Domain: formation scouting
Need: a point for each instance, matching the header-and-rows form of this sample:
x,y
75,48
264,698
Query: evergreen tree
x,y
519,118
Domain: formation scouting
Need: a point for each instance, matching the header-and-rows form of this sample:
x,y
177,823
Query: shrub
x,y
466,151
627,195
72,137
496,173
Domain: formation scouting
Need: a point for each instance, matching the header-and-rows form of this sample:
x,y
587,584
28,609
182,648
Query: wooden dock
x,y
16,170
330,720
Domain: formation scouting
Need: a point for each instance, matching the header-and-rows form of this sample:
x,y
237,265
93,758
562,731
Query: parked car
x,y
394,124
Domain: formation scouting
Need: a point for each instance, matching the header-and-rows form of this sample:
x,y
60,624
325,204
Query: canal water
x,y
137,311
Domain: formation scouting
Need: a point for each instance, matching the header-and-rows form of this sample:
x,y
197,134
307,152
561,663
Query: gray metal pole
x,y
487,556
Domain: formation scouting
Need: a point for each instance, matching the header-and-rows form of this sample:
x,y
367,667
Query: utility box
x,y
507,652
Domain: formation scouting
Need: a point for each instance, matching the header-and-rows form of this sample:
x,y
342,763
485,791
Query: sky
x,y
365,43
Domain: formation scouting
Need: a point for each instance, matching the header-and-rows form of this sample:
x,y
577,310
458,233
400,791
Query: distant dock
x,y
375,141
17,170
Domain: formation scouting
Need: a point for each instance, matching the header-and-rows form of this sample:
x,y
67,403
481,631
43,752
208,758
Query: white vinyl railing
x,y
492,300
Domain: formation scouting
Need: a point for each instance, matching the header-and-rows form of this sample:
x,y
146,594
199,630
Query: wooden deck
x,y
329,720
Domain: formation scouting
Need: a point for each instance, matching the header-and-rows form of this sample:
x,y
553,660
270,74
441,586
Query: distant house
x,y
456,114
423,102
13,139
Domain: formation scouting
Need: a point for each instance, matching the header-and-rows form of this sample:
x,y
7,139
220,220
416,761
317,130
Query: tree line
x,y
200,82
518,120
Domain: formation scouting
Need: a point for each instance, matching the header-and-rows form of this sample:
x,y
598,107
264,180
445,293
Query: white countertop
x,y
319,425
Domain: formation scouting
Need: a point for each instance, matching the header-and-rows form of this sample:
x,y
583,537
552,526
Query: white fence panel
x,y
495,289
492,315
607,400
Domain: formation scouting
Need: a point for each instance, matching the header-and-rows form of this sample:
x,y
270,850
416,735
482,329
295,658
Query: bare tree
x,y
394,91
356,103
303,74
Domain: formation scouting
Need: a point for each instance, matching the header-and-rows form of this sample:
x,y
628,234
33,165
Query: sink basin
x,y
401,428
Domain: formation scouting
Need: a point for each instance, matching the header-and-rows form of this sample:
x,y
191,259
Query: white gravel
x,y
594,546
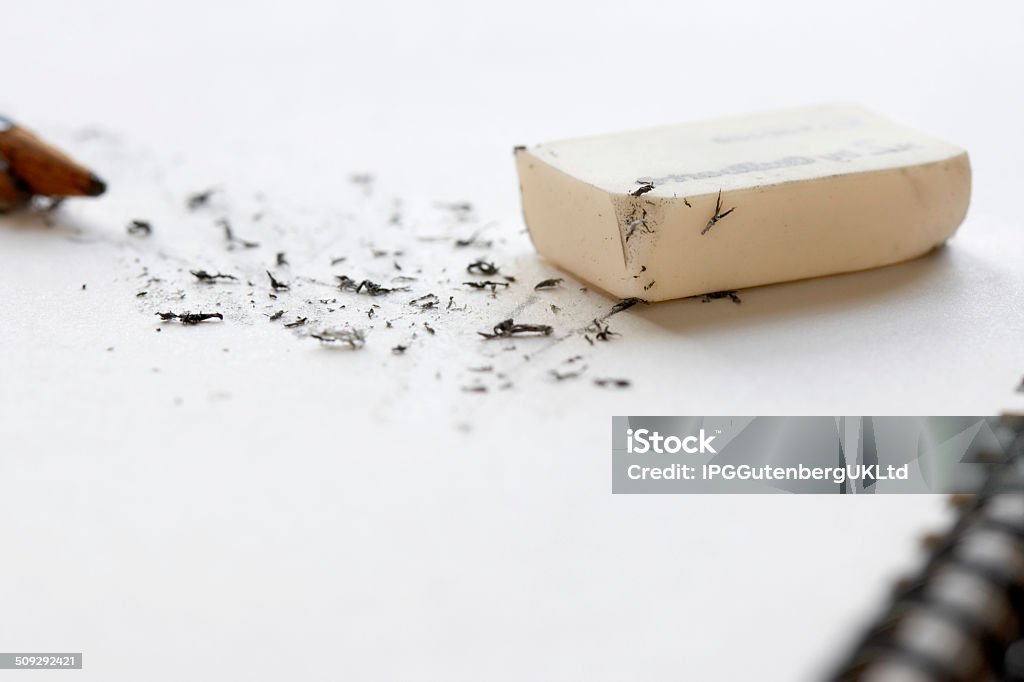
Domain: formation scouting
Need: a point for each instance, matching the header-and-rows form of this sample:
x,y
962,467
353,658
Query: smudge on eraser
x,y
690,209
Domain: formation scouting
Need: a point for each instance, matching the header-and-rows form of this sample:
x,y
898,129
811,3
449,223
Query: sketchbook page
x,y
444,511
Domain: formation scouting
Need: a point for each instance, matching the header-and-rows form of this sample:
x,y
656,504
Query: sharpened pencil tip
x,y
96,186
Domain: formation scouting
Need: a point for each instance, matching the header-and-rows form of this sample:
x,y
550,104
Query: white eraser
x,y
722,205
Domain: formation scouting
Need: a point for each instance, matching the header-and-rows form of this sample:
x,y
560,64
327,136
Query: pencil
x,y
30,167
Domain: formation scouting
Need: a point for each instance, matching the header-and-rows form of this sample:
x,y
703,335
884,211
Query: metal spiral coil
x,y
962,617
=-=-=
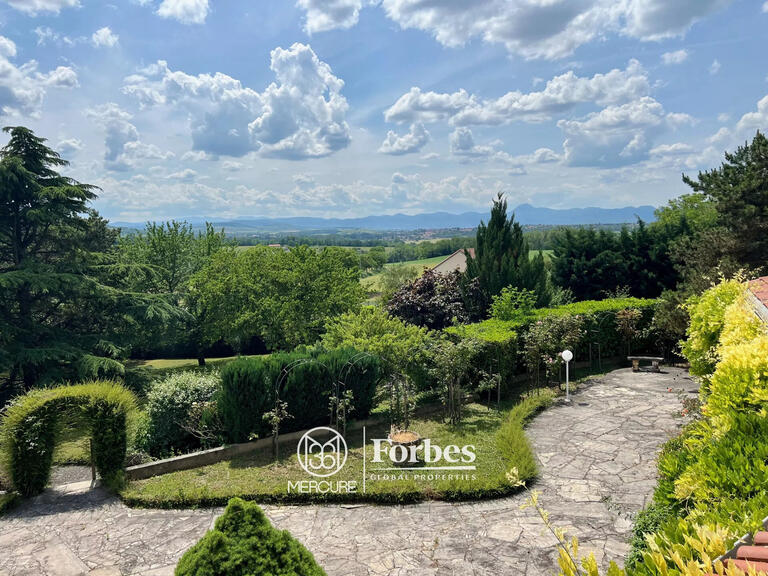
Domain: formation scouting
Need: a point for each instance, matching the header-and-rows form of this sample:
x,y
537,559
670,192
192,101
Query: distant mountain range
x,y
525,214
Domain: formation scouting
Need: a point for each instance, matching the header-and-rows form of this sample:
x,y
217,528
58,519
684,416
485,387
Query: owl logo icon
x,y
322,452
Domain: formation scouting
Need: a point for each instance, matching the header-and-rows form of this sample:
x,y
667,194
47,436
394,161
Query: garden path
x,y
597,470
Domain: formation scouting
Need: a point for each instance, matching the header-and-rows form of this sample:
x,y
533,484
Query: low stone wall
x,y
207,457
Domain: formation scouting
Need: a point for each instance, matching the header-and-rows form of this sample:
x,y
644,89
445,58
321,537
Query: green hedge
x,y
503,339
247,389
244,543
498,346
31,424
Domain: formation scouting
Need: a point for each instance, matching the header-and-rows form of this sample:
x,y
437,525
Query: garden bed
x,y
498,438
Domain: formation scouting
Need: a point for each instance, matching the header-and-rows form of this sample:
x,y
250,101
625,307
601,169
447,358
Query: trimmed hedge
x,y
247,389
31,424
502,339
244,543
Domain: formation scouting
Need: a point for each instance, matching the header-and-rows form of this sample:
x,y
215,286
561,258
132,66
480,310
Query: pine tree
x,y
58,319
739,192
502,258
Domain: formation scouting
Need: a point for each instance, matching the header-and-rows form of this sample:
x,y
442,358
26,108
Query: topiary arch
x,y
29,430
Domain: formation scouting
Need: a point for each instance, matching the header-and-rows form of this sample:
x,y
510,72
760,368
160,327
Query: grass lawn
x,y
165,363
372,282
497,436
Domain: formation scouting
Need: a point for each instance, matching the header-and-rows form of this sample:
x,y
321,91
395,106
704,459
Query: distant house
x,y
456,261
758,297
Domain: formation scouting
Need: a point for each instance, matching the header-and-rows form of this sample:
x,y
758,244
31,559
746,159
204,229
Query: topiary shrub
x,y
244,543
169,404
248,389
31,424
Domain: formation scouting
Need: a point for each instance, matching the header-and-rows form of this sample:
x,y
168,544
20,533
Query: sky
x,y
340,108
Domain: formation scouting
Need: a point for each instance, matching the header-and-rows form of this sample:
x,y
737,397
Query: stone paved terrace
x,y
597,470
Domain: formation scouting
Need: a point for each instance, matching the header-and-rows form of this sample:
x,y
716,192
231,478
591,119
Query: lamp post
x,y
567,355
=-=-=
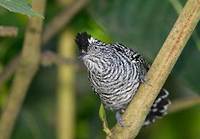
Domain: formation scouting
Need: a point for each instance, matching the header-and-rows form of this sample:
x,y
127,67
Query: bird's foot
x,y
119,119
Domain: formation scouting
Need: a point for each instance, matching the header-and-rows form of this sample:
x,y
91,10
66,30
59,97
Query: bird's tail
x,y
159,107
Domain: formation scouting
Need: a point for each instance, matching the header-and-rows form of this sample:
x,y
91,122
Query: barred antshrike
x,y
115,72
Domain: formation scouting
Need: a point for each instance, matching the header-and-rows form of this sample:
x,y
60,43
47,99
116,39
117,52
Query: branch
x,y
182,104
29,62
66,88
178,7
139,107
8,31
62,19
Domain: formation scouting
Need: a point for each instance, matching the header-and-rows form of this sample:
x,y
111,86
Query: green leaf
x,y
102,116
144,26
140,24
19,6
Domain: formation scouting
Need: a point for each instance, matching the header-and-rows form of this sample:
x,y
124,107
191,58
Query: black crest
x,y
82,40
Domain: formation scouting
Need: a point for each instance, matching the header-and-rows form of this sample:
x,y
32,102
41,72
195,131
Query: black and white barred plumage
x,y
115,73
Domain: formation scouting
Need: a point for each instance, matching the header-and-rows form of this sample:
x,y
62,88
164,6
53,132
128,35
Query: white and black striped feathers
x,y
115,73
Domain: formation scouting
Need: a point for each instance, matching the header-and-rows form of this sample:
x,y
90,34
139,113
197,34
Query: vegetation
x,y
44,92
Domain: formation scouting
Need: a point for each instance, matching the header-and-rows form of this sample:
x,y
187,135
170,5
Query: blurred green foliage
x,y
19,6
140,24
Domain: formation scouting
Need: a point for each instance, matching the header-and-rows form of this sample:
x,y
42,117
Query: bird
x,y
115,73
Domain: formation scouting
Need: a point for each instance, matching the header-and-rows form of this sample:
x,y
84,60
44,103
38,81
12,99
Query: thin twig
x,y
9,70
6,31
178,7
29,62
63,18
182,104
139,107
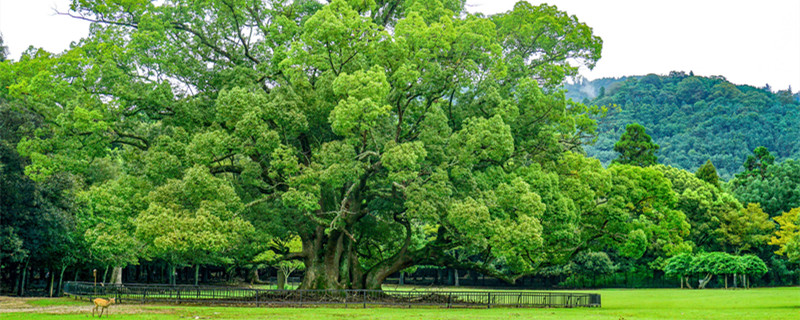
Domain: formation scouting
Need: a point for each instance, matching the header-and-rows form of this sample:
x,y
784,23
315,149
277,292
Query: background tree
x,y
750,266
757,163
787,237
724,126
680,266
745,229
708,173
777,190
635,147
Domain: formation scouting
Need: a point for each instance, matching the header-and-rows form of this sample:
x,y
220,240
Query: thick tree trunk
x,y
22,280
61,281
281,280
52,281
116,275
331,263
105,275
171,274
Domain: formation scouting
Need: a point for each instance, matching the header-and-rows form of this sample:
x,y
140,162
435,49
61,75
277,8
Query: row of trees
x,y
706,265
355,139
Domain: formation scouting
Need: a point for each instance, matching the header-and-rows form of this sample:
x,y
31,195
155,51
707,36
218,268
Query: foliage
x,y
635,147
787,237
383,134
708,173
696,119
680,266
=-=-=
**Short exercise**
Return every line in the records that contains the string "barred".

**Final result**
Query: barred antshrike
Query: black and white barred plumage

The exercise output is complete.